Prompt:
Add 135 to every coordinate in the answers of the data, starting at the first line and ending at the line that contains "left=0, top=53, right=236, bottom=82", with both of those lines included. Write out all of those lines again, requests included, and leave the numbers in the requests and their format samples unchanged.

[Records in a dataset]
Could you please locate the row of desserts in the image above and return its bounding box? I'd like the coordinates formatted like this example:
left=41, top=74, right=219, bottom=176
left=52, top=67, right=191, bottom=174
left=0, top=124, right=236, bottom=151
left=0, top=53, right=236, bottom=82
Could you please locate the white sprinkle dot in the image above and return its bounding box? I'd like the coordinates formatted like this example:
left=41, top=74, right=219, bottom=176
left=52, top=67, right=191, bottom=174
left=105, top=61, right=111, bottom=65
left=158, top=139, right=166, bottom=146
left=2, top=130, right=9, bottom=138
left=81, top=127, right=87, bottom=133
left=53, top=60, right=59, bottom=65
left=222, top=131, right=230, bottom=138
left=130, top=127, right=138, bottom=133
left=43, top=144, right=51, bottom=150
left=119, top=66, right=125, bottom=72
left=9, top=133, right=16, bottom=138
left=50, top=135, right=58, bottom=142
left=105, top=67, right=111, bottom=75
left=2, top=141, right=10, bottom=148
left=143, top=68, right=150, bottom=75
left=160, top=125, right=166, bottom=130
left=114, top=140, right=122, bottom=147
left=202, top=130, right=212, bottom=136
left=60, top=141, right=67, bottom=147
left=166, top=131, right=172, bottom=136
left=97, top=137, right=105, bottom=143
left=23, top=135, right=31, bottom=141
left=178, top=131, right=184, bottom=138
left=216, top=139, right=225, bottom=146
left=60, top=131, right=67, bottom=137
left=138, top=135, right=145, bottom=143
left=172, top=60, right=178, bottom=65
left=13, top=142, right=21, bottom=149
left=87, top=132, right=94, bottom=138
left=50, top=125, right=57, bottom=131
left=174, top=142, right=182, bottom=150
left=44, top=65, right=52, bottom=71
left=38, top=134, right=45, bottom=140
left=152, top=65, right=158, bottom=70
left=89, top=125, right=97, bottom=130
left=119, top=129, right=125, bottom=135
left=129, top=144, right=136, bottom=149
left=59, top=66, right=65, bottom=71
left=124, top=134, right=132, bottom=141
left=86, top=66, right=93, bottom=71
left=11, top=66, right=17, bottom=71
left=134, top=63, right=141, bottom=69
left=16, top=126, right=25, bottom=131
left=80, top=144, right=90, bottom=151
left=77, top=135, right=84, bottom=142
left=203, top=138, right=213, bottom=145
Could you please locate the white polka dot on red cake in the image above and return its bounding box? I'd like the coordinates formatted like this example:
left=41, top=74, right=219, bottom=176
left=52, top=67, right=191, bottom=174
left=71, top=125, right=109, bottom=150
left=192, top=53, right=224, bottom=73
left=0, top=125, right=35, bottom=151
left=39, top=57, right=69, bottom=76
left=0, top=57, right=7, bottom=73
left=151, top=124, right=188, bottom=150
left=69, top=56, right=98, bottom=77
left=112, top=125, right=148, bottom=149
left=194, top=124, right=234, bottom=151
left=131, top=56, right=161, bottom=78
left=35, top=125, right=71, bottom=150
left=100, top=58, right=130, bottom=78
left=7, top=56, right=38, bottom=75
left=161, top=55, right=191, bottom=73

Task output:
Could you please locate the row of desserts in the image above and return its bounding box? I'd like the coordinates formatted like this example:
left=41, top=74, right=219, bottom=176
left=52, top=67, right=191, bottom=174
left=135, top=259, right=371, bottom=286
left=135, top=188, right=371, bottom=217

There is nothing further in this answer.